TASK REQUIREMENTS: Exactly as written, set down each line of the data below except its pictures.

DATA RECORDS:
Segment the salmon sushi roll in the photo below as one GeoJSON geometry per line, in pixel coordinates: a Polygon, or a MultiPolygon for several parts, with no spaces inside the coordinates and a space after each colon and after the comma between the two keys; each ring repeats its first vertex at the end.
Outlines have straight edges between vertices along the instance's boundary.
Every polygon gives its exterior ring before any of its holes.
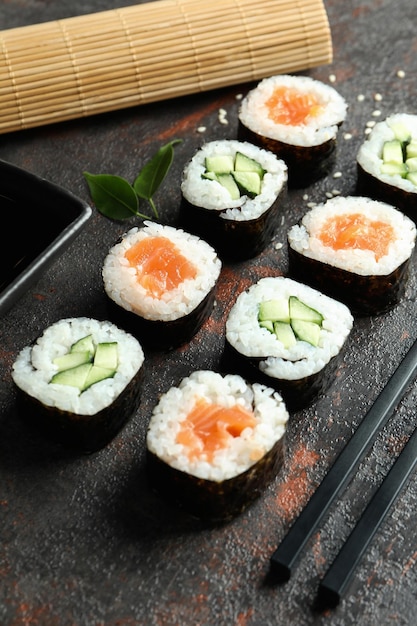
{"type": "Polygon", "coordinates": [[[272,76],[243,98],[238,136],[283,159],[290,187],[306,187],[333,166],[346,113],[333,87],[308,76],[272,76]]]}
{"type": "Polygon", "coordinates": [[[140,343],[111,322],[59,320],[13,364],[19,412],[65,447],[99,450],[136,412],[144,360],[140,343]]]}
{"type": "Polygon", "coordinates": [[[242,513],[283,464],[288,412],[273,389],[200,370],[169,389],[147,433],[151,485],[207,522],[242,513]]]}
{"type": "Polygon", "coordinates": [[[417,115],[375,124],[357,155],[357,191],[395,206],[417,223],[417,115]]]}
{"type": "Polygon", "coordinates": [[[289,272],[356,315],[376,315],[404,295],[415,239],[414,222],[395,207],[338,196],[289,230],[289,272]]]}
{"type": "Polygon", "coordinates": [[[297,411],[330,388],[352,326],[341,302],[290,278],[262,278],[230,310],[222,367],[276,389],[297,411]]]}
{"type": "Polygon", "coordinates": [[[207,320],[220,270],[204,240],[146,221],[111,248],[102,275],[115,320],[159,350],[190,340],[207,320]]]}
{"type": "Polygon", "coordinates": [[[287,179],[286,164],[272,152],[247,142],[211,141],[183,171],[184,227],[223,259],[253,258],[274,237],[287,179]]]}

SOLVED PROBLEM:
Segment the salmon sushi roll in the photo below as one GeoJSON geometry per line, in pixel coordinates: a Polygon, or a MultiPolygon for several parts, with no spaces inside the coordinates and a space after each colon and after the comma between the two keys; each ring repeats its first vertex at the end.
Outlines have straight edges between vertices along the instance's boundary.
Every polygon gives its exterior ring before any of its holes.
{"type": "Polygon", "coordinates": [[[272,76],[243,98],[238,136],[283,159],[290,187],[306,187],[333,166],[346,113],[333,87],[308,76],[272,76]]]}
{"type": "Polygon", "coordinates": [[[140,343],[111,322],[59,320],[13,364],[19,412],[65,447],[99,450],[136,412],[144,360],[140,343]]]}
{"type": "Polygon", "coordinates": [[[242,513],[283,464],[288,412],[273,389],[200,370],[169,389],[147,433],[151,485],[207,522],[242,513]]]}
{"type": "Polygon", "coordinates": [[[417,115],[375,124],[357,155],[357,191],[395,206],[417,223],[417,115]]]}
{"type": "Polygon", "coordinates": [[[289,272],[356,315],[376,315],[404,295],[415,239],[414,222],[395,207],[338,196],[289,230],[289,272]]]}
{"type": "Polygon", "coordinates": [[[297,411],[330,388],[352,326],[341,302],[290,278],[262,278],[230,310],[222,367],[276,389],[297,411]]]}
{"type": "Polygon", "coordinates": [[[207,320],[220,270],[204,240],[146,221],[111,248],[102,275],[115,320],[159,350],[190,340],[207,320]]]}
{"type": "Polygon", "coordinates": [[[287,179],[286,164],[272,152],[247,142],[211,141],[183,171],[184,227],[223,259],[253,258],[274,237],[287,179]]]}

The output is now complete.